TASK PROMPT: Reproduce verbatim the stretch of lines from the one containing "Where can you find the blue" through the one containing "point(716, 446)", both included.

Coordinate labeling data
* start *
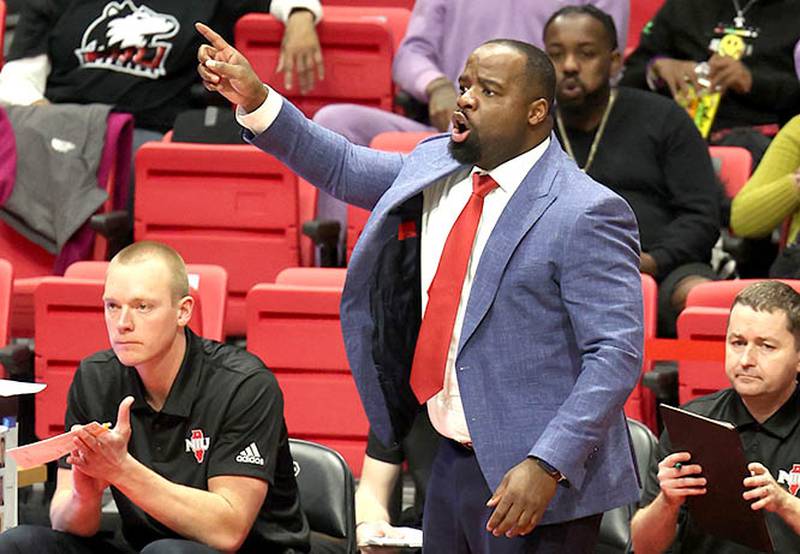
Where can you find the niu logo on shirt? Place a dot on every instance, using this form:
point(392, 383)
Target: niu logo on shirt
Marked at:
point(198, 444)
point(128, 39)
point(791, 478)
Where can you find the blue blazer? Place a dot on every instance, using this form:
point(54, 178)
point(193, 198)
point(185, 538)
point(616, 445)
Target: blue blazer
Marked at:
point(552, 339)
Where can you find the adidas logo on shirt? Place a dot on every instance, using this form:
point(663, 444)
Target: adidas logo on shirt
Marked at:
point(250, 455)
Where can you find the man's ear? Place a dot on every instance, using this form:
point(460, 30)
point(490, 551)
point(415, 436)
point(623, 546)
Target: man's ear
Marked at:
point(185, 308)
point(538, 110)
point(616, 65)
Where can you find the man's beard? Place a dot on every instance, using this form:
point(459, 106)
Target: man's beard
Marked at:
point(467, 152)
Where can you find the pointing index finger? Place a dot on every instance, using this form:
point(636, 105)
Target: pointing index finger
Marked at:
point(212, 36)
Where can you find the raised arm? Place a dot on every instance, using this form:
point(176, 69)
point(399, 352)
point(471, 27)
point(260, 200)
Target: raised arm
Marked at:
point(354, 174)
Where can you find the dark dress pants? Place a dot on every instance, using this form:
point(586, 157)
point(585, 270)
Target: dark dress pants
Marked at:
point(31, 539)
point(456, 514)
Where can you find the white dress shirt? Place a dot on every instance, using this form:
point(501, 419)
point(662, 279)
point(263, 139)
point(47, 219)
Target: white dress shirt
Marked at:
point(442, 203)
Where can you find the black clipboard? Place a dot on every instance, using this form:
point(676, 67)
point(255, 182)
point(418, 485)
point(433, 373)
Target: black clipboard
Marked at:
point(716, 446)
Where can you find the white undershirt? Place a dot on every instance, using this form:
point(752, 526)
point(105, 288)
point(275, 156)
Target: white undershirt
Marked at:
point(442, 204)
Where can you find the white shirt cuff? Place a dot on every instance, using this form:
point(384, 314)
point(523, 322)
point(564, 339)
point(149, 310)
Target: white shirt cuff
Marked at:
point(260, 119)
point(22, 81)
point(281, 9)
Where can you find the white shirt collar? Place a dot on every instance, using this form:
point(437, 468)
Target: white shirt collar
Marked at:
point(510, 174)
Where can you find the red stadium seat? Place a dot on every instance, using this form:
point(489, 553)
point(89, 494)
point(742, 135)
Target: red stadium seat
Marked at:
point(32, 262)
point(358, 45)
point(642, 11)
point(735, 166)
point(6, 280)
point(227, 205)
point(210, 282)
point(295, 330)
point(641, 403)
point(2, 29)
point(699, 378)
point(391, 142)
point(720, 294)
point(407, 4)
point(69, 326)
point(312, 276)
* end *
ANSWER TO THIS TASK:
Where can you find the blue blazer? Place a dot on every instance, using this form:
point(54, 178)
point(193, 198)
point(185, 538)
point(616, 445)
Target: blue blazer
Marked at:
point(552, 339)
Where can you find the adidas logo on shirt? Place a dot on every instance, using this form:
point(663, 444)
Target: adidas logo on shirt
Marked at:
point(250, 455)
Where can you find the man's ear? Place a dot on every instance, using this form:
point(460, 30)
point(490, 551)
point(415, 436)
point(623, 546)
Target: man's ear
Marked at:
point(185, 308)
point(538, 110)
point(616, 65)
Where can you find the man's beard? Place a dot on every instance, using this form:
point(459, 106)
Target: man's beard
Marked at:
point(467, 152)
Where can you find the pointing index finger? Place a dot on every instance, using this form:
point(636, 105)
Target: pointing index finger
Marked at:
point(212, 36)
Where can you find the raised arm? Place a dot on every instance, using this form:
point(176, 69)
point(399, 352)
point(471, 27)
point(260, 200)
Target: raised arm
Marked at:
point(354, 174)
Where can you find the dark dress pants? Place a dot on every instance, using this form:
point(586, 157)
point(585, 270)
Target: dark dress pants
Marked at:
point(31, 539)
point(456, 514)
Where can you find the white dress shirt? Place a dot on every instance, using this form:
point(501, 419)
point(662, 279)
point(263, 139)
point(47, 219)
Target: white dress shirt
Marked at:
point(442, 203)
Where can you find the black clipboard? Place a dot on every instance, using this form:
point(676, 67)
point(255, 182)
point(418, 485)
point(433, 373)
Target: black clipboard
Marked at:
point(716, 446)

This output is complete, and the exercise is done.